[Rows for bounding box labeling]
* START *
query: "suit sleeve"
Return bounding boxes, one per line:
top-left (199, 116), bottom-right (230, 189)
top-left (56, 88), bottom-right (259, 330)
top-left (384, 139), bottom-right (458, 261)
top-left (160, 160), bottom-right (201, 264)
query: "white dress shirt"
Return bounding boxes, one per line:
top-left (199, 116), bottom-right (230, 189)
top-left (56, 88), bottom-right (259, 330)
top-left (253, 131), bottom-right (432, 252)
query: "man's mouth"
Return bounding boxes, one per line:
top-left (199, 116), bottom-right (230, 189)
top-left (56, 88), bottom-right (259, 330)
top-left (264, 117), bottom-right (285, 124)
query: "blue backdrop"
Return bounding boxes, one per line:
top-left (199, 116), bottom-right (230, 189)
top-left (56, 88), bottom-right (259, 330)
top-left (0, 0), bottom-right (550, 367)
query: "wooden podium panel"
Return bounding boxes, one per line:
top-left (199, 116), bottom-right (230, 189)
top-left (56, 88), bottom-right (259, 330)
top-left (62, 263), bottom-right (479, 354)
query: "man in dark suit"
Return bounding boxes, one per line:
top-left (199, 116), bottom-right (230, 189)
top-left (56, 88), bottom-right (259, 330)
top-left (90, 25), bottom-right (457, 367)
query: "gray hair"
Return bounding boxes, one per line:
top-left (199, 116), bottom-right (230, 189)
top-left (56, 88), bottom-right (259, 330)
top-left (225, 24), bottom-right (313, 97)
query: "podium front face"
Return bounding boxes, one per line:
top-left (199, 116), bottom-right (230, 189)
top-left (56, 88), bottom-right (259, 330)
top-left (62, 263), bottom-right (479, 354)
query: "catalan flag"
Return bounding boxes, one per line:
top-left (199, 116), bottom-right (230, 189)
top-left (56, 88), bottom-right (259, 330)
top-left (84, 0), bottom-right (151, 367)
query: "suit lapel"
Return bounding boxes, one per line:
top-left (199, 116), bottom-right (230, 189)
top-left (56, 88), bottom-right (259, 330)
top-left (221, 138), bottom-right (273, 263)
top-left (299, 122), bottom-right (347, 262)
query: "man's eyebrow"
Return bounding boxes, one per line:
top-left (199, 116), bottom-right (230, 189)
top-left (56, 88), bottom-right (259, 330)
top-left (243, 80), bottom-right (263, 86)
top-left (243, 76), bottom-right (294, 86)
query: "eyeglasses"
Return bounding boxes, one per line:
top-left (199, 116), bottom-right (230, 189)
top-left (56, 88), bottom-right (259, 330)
* END *
Stated task: Please reproduce the rows above word for word, starting with the first line and going on through the line that contains "top-left (160, 160), bottom-right (201, 264)", including both of those lines.

Answer to this problem:
query: "suit sleeve"
Return bounding boxes, one per line:
top-left (199, 116), bottom-right (230, 189)
top-left (56, 88), bottom-right (259, 330)
top-left (384, 139), bottom-right (458, 261)
top-left (160, 160), bottom-right (201, 264)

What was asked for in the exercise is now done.